(Region labeling items)
* * *
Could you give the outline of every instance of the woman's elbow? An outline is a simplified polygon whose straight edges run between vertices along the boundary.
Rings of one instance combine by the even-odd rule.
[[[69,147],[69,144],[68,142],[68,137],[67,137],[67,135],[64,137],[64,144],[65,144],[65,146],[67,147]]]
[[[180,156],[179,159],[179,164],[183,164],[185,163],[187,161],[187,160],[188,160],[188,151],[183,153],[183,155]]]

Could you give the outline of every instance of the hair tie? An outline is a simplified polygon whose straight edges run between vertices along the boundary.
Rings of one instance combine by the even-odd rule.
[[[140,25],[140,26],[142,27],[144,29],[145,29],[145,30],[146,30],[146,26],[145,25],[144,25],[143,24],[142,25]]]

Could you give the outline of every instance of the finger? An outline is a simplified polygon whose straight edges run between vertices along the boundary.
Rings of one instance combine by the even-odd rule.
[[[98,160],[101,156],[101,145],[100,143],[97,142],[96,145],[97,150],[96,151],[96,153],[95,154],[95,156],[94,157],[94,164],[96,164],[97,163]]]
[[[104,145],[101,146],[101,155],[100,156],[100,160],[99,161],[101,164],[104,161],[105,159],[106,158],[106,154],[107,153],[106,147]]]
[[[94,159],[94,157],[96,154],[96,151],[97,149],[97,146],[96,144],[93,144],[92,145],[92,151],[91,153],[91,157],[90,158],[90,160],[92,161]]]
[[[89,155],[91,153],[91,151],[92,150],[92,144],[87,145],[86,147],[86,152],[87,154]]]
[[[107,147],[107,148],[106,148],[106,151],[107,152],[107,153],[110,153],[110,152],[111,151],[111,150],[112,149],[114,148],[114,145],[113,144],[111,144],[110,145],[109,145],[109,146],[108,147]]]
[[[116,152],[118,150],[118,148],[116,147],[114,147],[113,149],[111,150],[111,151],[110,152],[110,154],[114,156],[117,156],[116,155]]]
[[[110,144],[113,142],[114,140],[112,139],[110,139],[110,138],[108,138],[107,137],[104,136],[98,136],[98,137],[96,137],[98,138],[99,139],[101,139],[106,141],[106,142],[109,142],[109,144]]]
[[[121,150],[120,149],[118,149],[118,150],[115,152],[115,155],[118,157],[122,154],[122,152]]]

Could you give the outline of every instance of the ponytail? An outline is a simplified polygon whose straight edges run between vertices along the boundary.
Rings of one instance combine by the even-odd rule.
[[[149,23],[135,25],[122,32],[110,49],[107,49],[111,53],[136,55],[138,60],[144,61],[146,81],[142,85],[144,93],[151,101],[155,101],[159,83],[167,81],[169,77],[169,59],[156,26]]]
* * *
Print the listing above in full, exactly as it is.

→ Answer for this exercise
Could you give the outline of every instance of the woman's elbow? An outline is a simplified polygon whose straight edges run between vertices along the boundary.
Rings of one instance combine by the even-odd rule.
[[[69,147],[69,144],[68,142],[68,137],[67,137],[67,135],[64,137],[64,144],[65,144],[65,146],[67,147]]]
[[[180,156],[179,159],[179,164],[183,164],[185,163],[187,161],[187,160],[188,160],[188,151],[183,153],[183,155]]]

Could you give the outline of every instance of the hair tie? An outline is a simplified polygon whose straight edges run between vertices along the boundary.
Rings of one instance combine by the even-odd rule.
[[[140,25],[140,26],[142,27],[144,29],[145,29],[145,30],[146,30],[146,26],[145,25],[144,25],[143,24],[142,25]]]

Could you give the outline of every instance of the finger? An outline is a simplified polygon whose straight edges run between vertices along the boundary.
Rings of one instance combine by the even-odd rule.
[[[98,160],[101,156],[101,145],[100,143],[97,142],[96,145],[97,150],[96,151],[96,153],[95,154],[95,156],[94,157],[94,164],[96,164],[97,163]]]
[[[104,145],[101,146],[101,155],[100,156],[100,160],[99,161],[101,164],[104,161],[105,159],[106,158],[106,154],[107,153],[106,147]]]
[[[94,159],[94,157],[96,154],[96,151],[97,149],[97,146],[96,144],[93,144],[92,145],[92,151],[91,153],[91,157],[90,158],[90,160],[92,161]]]
[[[89,155],[91,153],[91,151],[92,150],[92,144],[87,145],[86,147],[86,152],[87,154]]]
[[[107,147],[107,148],[106,148],[106,151],[107,152],[107,153],[110,153],[110,152],[111,151],[111,150],[112,149],[114,148],[114,145],[113,144],[111,144],[110,145],[109,145],[109,146],[108,147]]]
[[[116,152],[118,150],[118,148],[116,147],[114,147],[113,149],[111,150],[111,151],[110,152],[110,154],[114,156],[117,156],[116,155]]]
[[[110,144],[113,142],[114,140],[112,139],[110,139],[110,138],[108,138],[107,137],[104,136],[98,136],[98,137],[96,137],[98,138],[99,139],[101,139],[106,141],[106,142],[109,142],[109,144]]]
[[[121,150],[120,149],[118,149],[118,150],[115,152],[115,155],[118,157],[122,154],[122,152]]]

Could you give the outline of every instance of the ponytail? An outline is a simplified polygon whose straight edges run between vertices along the boundary.
Rings of one instance combine by the even-odd rule.
[[[149,23],[135,25],[122,32],[110,49],[107,49],[111,53],[136,55],[138,60],[144,61],[146,81],[142,85],[144,93],[151,101],[155,101],[159,83],[167,81],[169,77],[169,59],[156,26]]]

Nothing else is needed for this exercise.